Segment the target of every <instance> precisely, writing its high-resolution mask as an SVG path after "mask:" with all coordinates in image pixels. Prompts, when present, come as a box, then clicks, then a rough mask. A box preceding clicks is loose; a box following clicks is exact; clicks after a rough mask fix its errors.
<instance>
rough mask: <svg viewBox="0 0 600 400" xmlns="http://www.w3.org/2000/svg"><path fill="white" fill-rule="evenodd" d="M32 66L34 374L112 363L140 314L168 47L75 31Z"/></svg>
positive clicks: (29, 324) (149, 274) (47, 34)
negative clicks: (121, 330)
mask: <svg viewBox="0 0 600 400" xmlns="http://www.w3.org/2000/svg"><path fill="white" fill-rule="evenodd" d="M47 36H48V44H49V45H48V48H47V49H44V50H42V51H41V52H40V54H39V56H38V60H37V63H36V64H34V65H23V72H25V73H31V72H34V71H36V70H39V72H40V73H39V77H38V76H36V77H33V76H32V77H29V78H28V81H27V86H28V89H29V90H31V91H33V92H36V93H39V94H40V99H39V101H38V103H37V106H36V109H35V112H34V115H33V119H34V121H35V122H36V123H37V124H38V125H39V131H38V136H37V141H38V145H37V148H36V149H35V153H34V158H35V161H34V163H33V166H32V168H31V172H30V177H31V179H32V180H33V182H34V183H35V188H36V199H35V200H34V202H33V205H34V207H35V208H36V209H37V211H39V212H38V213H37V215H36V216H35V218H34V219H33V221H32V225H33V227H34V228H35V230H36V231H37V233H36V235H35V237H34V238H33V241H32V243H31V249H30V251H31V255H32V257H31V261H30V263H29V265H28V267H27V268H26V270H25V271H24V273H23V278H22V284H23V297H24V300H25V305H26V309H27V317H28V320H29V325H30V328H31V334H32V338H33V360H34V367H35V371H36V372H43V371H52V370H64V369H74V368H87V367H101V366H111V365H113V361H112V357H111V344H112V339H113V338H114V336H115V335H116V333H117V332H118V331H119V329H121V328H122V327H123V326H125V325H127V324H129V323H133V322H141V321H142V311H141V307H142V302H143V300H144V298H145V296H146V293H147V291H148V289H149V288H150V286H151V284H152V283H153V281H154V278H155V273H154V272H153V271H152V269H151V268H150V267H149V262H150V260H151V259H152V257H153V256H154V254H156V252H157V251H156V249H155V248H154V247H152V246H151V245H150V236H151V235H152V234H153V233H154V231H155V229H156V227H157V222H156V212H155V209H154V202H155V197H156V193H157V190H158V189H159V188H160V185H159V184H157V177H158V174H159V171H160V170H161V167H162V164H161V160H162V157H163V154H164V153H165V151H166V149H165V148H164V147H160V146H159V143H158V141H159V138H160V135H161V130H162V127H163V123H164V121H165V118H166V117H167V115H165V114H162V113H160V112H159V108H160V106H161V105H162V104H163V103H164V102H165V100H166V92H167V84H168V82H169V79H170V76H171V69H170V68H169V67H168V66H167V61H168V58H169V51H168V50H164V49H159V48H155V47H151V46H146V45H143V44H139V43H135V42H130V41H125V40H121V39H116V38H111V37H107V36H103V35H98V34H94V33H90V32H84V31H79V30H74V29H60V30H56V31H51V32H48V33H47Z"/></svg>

.....

- [Brief] From the first line to the last, transcribe the listing exactly.

- [Solved exercise]
Segment the target of every <instance> precisely, writing its high-resolution mask as an SVG path after "mask:" with all coordinates in image pixels. Prompts, when present, come as a box, then clicks, then a rough mask. A box preceding clicks is loose; a box following clicks is exact; clicks after a rough mask fix its errors.
<instance>
rough mask: <svg viewBox="0 0 600 400" xmlns="http://www.w3.org/2000/svg"><path fill="white" fill-rule="evenodd" d="M32 66L34 374L112 363L140 314L168 47L75 31Z"/></svg>
positive clicks: (29, 324) (149, 274) (47, 34)
negative clicks: (121, 330)
mask: <svg viewBox="0 0 600 400" xmlns="http://www.w3.org/2000/svg"><path fill="white" fill-rule="evenodd" d="M47 36H48V44H49V45H48V48H47V49H44V50H42V51H41V52H40V54H39V56H38V60H37V63H36V64H34V65H23V72H25V73H31V72H34V71H36V70H39V72H40V73H39V77H38V76H36V77H33V76H32V77H29V78H28V81H27V86H28V89H29V90H31V91H33V92H36V93H39V94H40V99H39V101H38V103H37V106H36V109H35V112H34V115H33V119H34V121H35V122H36V123H37V124H38V125H39V131H38V136H37V141H38V145H37V148H36V149H35V153H34V158H35V161H34V163H33V166H32V168H31V172H30V177H31V179H32V180H33V182H34V183H35V188H36V199H35V200H34V202H33V205H34V207H35V208H36V209H37V211H39V212H38V213H37V215H36V216H35V218H34V219H33V221H32V225H33V227H34V228H35V230H36V231H37V233H36V235H35V237H34V238H33V241H32V243H31V249H30V251H31V255H32V257H31V261H30V263H29V265H28V267H27V268H26V270H25V271H24V273H23V278H22V284H23V297H24V300H25V305H26V309H27V317H28V320H29V325H30V328H31V334H32V338H33V360H34V367H35V371H36V372H43V371H52V370H64V369H74V368H87V367H101V366H111V365H113V361H112V357H111V344H112V339H113V338H114V336H115V335H116V333H117V332H118V331H119V329H121V328H122V327H123V326H125V325H127V324H129V323H133V322H141V321H142V311H141V307H142V302H143V300H144V298H145V296H146V293H147V291H148V289H149V288H150V286H151V284H152V283H153V281H154V278H155V273H154V272H153V271H152V269H151V268H150V267H149V262H150V260H151V259H152V257H153V256H154V254H156V252H157V251H156V249H155V248H154V247H152V246H151V245H150V236H151V235H152V234H153V233H154V231H155V229H156V227H157V222H156V212H155V209H154V202H155V197H156V193H157V190H158V189H159V188H160V185H159V184H157V177H158V174H159V171H160V170H161V167H162V164H161V160H162V157H163V154H164V153H165V151H166V149H165V148H164V147H160V146H159V143H158V141H159V138H160V135H161V130H162V127H163V123H164V121H165V118H166V117H167V115H165V114H162V113H160V112H159V108H160V106H161V105H162V104H163V103H164V102H165V100H166V92H167V84H168V82H169V79H170V76H171V69H170V68H169V67H168V66H167V61H168V58H169V51H168V50H164V49H159V48H155V47H151V46H146V45H143V44H139V43H135V42H130V41H125V40H121V39H116V38H111V37H107V36H103V35H98V34H94V33H90V32H84V31H79V30H74V29H60V30H56V31H51V32H48V33H47Z"/></svg>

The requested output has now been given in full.